### Assigned task 1
In the article on building artificial visual systems with gaming hardware, which journal published the study?
### Assigned task 2
Continue the article on building artificial visual systems with gaming hardware from the point where it stops.

Taking inspiration from genetic screening techniques, researchers from Harvard and MIT have demonstrated a way to build better artificial visual systems with the help of low-cost, high-performance gaming hardware. The neural processing involved in visually recognizing even the simplest object in a natural environment is profound -- and profoundly difficult to mimic. Neuroscientists have made broad advances in understanding the visual system, but much of the inner workings of biologically-based systems remain a mystery.
Using Graphics Processing Units (GPUs), the same technology video game designers use to render life-like graphics, researchers are now making progress faster than ever before. A new study, co-led by David Cox, Principal Investigator of the Visual Neuroscience Group at the Rowland Institute at Harvard, and Nicolas Pinto, a Ph.D. Candidate in James DiCarlo's laboratory at the McGovern Institute for Brain Research and the Department of Brain and Cognitive Sciences at MIT, was published in the November 26th issue of PLoS Computational Biology.
"Reverse engineering a biological visual system -- a system with hundreds of millions of processing units -- and building an artificial system that works the same way is a daunting task," says Cox. "It is not enough to simply assemble together a huge amount of computing power. We have to figure out how to put all the parts together so that they can do what our brains can do."

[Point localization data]
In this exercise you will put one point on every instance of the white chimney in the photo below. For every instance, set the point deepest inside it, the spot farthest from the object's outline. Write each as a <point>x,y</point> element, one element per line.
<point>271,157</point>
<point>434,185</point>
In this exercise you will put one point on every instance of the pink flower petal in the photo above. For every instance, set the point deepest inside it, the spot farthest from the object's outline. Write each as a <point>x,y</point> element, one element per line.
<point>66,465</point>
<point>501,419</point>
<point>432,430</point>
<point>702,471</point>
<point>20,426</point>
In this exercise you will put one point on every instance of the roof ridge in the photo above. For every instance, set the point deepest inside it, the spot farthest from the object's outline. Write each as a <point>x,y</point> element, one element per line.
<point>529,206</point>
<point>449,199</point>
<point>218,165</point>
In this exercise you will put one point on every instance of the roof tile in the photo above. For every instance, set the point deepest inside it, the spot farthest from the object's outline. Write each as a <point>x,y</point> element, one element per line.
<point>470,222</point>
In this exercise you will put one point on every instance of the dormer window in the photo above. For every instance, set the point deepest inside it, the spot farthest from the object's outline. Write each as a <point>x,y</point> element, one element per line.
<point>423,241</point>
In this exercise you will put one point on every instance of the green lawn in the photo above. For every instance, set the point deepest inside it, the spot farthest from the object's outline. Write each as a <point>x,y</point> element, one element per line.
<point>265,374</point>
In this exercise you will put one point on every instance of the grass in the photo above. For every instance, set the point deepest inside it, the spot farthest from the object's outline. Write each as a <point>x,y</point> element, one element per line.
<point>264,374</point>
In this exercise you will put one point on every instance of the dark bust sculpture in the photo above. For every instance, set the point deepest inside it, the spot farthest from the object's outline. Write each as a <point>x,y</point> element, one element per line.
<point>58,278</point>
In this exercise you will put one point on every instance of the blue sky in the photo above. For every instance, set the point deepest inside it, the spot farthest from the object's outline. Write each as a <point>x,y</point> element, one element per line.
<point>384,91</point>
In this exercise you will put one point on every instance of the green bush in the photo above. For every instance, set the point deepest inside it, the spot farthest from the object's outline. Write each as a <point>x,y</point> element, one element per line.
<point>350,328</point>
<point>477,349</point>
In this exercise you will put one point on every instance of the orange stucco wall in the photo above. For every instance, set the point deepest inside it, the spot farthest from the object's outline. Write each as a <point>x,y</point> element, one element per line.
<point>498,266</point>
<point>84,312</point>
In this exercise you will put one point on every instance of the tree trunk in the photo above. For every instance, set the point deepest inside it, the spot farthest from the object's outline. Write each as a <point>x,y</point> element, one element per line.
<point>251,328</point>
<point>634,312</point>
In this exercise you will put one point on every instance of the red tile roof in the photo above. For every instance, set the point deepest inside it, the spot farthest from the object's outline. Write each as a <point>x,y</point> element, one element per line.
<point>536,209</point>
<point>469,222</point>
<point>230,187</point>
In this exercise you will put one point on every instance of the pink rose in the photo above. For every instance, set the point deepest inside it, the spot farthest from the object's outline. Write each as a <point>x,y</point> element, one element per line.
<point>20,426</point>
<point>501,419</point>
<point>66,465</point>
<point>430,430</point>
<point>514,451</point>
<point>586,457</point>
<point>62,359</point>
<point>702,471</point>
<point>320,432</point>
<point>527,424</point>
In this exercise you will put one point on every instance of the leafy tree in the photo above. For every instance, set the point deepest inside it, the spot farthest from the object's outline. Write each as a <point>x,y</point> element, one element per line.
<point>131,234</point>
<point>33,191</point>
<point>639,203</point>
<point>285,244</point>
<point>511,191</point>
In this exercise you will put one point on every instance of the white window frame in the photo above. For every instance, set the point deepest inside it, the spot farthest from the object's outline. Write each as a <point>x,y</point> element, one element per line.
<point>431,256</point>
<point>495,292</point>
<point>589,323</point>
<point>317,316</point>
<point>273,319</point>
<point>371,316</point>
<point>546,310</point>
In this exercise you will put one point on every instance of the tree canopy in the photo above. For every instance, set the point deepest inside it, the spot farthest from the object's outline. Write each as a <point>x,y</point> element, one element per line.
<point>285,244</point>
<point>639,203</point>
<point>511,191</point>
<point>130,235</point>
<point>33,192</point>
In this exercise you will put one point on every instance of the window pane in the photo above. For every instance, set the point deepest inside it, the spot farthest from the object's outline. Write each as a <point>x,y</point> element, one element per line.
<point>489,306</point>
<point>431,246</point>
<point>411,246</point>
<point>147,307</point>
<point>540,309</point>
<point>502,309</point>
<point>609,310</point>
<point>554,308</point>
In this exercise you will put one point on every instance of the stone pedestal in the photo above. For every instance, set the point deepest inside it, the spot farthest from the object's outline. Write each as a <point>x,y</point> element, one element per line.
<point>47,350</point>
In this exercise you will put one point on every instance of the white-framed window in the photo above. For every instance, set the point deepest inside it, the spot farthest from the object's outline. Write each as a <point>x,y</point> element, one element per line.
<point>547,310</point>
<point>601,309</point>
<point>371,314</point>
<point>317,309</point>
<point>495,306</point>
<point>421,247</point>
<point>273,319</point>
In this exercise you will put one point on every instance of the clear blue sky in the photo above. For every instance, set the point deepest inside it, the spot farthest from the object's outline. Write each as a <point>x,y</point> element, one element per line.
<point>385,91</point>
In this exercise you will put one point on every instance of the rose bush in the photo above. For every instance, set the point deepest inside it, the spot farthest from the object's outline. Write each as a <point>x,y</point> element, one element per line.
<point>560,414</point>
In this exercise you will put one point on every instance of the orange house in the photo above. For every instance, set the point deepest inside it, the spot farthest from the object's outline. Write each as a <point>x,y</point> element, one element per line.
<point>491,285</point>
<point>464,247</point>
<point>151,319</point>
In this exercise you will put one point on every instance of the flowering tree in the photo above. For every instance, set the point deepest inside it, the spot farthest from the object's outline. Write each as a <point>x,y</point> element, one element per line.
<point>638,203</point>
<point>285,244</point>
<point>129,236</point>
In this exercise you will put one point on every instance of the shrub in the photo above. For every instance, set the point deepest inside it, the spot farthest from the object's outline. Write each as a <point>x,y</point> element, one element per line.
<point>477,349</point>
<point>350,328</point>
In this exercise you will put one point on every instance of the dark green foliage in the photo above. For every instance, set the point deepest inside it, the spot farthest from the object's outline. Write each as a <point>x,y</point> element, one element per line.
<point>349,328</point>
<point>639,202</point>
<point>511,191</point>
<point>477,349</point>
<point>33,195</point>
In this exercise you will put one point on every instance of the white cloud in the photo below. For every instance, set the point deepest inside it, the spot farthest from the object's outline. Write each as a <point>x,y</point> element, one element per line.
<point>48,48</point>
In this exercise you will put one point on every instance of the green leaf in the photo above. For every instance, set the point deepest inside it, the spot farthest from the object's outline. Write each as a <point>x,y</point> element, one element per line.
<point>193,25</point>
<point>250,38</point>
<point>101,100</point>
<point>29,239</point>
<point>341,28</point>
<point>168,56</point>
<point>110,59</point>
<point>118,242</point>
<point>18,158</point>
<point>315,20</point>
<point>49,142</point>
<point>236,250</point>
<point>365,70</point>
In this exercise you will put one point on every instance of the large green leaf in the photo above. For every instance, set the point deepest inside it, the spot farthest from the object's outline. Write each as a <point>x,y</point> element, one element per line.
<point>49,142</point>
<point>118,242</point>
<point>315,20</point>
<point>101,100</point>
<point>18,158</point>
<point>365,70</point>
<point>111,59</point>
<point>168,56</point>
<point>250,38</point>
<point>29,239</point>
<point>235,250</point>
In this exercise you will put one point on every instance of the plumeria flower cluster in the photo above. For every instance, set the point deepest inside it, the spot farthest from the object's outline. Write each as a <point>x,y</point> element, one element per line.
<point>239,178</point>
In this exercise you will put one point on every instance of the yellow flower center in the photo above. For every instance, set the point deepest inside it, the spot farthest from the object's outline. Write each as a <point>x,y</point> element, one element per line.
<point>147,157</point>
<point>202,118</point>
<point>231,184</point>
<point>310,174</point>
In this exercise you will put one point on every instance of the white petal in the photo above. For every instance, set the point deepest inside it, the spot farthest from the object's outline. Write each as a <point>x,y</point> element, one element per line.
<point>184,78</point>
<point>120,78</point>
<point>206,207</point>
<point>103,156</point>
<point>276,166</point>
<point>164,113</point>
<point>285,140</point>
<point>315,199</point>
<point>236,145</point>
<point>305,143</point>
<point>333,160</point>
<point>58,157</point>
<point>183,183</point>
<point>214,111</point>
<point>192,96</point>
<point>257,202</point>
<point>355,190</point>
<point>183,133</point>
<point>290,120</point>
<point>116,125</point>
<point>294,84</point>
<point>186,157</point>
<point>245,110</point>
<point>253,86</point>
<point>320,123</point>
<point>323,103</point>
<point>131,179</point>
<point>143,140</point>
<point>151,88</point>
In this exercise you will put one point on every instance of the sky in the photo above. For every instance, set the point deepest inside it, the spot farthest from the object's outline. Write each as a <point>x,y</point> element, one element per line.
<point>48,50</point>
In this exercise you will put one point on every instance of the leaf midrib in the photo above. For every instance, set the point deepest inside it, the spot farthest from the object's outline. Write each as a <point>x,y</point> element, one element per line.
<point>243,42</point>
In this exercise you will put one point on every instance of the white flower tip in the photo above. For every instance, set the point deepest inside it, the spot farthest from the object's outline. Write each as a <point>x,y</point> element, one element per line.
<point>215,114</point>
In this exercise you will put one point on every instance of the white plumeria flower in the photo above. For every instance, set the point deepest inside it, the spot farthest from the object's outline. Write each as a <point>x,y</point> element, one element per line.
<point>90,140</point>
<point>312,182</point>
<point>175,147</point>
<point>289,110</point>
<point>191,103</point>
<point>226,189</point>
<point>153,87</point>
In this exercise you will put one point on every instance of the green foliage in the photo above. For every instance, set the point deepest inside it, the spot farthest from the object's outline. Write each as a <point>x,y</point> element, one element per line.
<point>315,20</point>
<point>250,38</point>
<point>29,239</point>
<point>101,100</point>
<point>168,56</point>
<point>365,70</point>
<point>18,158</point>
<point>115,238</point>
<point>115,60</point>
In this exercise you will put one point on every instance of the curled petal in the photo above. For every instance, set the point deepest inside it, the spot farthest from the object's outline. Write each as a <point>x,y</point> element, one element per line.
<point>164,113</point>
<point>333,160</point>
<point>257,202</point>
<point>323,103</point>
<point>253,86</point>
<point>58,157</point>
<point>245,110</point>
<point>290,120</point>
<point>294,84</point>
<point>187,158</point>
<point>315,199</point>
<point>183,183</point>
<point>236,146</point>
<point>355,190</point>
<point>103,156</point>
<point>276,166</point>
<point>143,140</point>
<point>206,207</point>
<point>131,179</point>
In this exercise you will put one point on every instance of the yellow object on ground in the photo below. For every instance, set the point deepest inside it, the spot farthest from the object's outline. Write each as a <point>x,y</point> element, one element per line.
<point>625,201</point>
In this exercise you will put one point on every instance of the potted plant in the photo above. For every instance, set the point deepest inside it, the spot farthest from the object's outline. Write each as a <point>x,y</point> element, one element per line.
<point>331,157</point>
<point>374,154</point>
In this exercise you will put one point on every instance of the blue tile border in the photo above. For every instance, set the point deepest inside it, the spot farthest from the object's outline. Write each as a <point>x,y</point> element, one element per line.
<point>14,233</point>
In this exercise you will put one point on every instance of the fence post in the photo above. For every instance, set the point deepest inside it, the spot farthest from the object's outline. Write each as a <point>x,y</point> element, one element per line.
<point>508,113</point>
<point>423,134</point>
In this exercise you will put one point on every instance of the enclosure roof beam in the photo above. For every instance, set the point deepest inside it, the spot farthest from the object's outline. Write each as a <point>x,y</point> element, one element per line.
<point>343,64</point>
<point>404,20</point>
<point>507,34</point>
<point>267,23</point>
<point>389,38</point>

### Exercise response 1
PLoS Computational Biology, in its November 26th issue.

### Exercise response 2
"While studying the brain has yielded critical information about how the brain is wired, we currently don't have enough information to build a computer system that works like the brain does," adds Pinto. "Even if we take all of the clues that we have available from experimental neuroscience, there is still an enormous range of possible models for us to explore."
To tackle this problem, the team drew inspiration from screening techniques in molecular biology, where a multitude of candidate organisms or compounds are screened in parallel to find those that have a particular property of interest. Rather than building a single model and seeing how well it could recognize visual objects, the team constructed thousands of candidate models, and screened for those that performed best on an object recognition task.
The resulting models outperformed a crop of state-of-the-art computer vision systems across a range of test sets, more accurately identifying a range of objects on random natural backgrounds with variation in position, scale, and rotation.
Using ordinary computer processing units, the effort would have required either years of time or millions of dollars of computing hardware. Instead, by harnessing modern graphics hardware, the analysis was done in just one week, and at a small fraction of the cost.
"GPUs are a real game-changer for scientific computing. We made a powerful parallel computing system from cheap, readily available off-the-shelf components, delivering over hundred-fold speed-ups relative to conventional methods," says Pinto. "With this expanded computational power, we can discover new vision models that traditional methods miss."
This high-throughput approach could be applied to other areas of computer vision, such as face identification, object tracking, pedestrian detection for automotive applications, and gesture and action recognition. Moreover, as scientists understand better what components make a good artificial vision system, they can use these hints when studying real brains to understand them better as well.
"Reverse and forward engineering the brain is a virtuous cycle. The more we learn about one, the more we can learn about the other," says Cox. "Tightly coupling experimental neuroscience and computer engineering holds the promise to greatly accelerate both fields."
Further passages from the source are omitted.